EXERCISE DETAILS -> Reproduce every one of the records below line for line, leaving the pictures out of your copy.

+++ MATERIAL PROVIDED

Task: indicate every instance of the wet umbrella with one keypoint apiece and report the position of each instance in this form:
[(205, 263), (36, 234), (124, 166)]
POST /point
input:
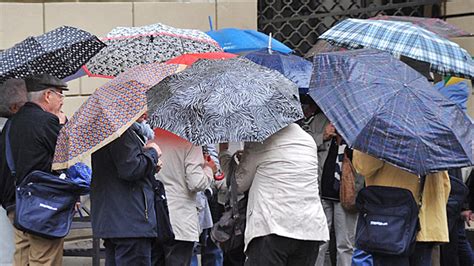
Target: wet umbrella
[(107, 113), (403, 38), (60, 52), (295, 68), (228, 100), (189, 59), (131, 46), (234, 40), (436, 25), (382, 107)]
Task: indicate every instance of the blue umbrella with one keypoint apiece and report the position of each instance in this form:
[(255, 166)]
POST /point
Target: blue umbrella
[(295, 68), (382, 107), (234, 40)]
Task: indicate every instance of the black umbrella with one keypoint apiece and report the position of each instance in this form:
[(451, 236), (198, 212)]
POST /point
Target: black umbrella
[(60, 52)]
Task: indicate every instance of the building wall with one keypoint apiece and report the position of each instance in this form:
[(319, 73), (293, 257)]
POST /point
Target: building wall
[(20, 20)]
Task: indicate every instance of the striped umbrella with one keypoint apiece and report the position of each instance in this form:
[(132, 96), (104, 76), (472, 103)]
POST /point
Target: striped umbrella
[(107, 113), (403, 38), (132, 46)]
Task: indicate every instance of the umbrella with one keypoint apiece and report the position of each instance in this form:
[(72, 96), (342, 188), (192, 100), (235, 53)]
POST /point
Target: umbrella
[(295, 68), (382, 107), (60, 52), (189, 59), (403, 38), (234, 40), (131, 46), (436, 25), (228, 100), (107, 113)]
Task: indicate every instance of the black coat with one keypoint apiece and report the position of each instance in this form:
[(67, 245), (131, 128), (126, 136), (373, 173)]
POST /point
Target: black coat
[(122, 199), (33, 136)]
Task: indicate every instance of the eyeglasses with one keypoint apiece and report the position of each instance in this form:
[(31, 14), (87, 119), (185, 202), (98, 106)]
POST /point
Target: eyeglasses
[(58, 93)]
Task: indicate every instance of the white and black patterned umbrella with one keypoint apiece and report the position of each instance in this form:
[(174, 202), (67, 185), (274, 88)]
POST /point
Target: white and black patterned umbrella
[(230, 100), (131, 46), (60, 52)]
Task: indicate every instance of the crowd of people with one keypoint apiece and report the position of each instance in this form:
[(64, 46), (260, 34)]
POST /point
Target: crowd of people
[(291, 183)]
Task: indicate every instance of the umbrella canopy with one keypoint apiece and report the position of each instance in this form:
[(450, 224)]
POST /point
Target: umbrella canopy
[(189, 59), (229, 100), (107, 113), (295, 68), (382, 107), (131, 46), (234, 40), (403, 38), (436, 25), (60, 52)]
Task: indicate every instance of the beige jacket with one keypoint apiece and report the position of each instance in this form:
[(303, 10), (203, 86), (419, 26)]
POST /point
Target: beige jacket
[(183, 174), (433, 219), (281, 174)]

++++++

RESPONSE ->
Task: indicate every instance of the wet umbrella with one keypoint apiece and report the position of each instance in this form:
[(205, 263), (36, 234), (124, 166)]
POST /point
input:
Target: wet umbrella
[(107, 113), (403, 38), (60, 52), (295, 68), (228, 100), (189, 59), (131, 46), (234, 40), (436, 25), (382, 107)]
Task: indicate every instance of the blue umbrella with one keypoint apiece and report the position of each instance in this form:
[(255, 166)]
POST /point
Target: blue umbrella
[(295, 68), (382, 107), (234, 40)]
Task: indicate every instance of the black umbrella with one keypoint apiece and report the position of each instance in this form:
[(451, 236), (198, 212)]
POST /point
Target: black umbrella
[(60, 52)]
Task: indicate every instance of the building wall with one keypoint apiece and report the position of each instance in this form:
[(319, 73), (293, 257)]
POST /point
Target: building wall
[(20, 20)]
Task: indicate every instance of the striped umbrella with one keypoint apiece and report the position of each instance in this form:
[(132, 96), (104, 76), (472, 103)]
POST /point
Target: striped umbrella
[(107, 113), (403, 38), (132, 46)]
Task: indicate every instance of the umbrella with one keypoint apiece and report the position of each instance in this form:
[(72, 96), (342, 188), (192, 100), (235, 53)]
POST /point
Target: umbrella
[(295, 68), (382, 107), (60, 52), (189, 59), (403, 38), (234, 40), (131, 46), (436, 25), (228, 100), (107, 113)]
Task: indicate every instance of the black coat with one keypoint apiece and report the position of each instance in this form:
[(67, 245), (131, 128), (126, 136), (373, 173)]
POST /point
Target: black coat
[(122, 199), (33, 136)]
Task: indicate every instance of the eyeglasses with one keypoint apiece and report the position of each instance in this form:
[(31, 14), (87, 119), (185, 202), (98, 106)]
POST /point
Target: eyeglasses
[(58, 93)]
Task: indicate every instance of the white and black patterned umbrella with one keypoint apiece and report the position of each instance in this form:
[(174, 202), (67, 185), (274, 88)]
POST /point
Target: white and black patterned umbrella
[(230, 100), (131, 46), (60, 52)]
Task: indicate every instance of the crowd of people with one keypoint apiece and report the position of each instance in this form:
[(64, 46), (260, 34)]
POST /point
Target: crowd of people
[(291, 183)]
Task: indicate every instance of the umbrella canopy with one keypoint apiece and report the position of each instance in this form:
[(450, 224)]
POST /point
Target: umbrella canopy
[(189, 59), (229, 100), (107, 113), (295, 68), (382, 107), (131, 46), (234, 40), (403, 38), (436, 25), (60, 52)]
Task: indicate every instance of the beige jacket with one keypoint apiece and report the position of each instance in this form:
[(303, 10), (203, 86), (419, 26)]
POST /point
Target: beige jacket
[(183, 174), (433, 219), (281, 174)]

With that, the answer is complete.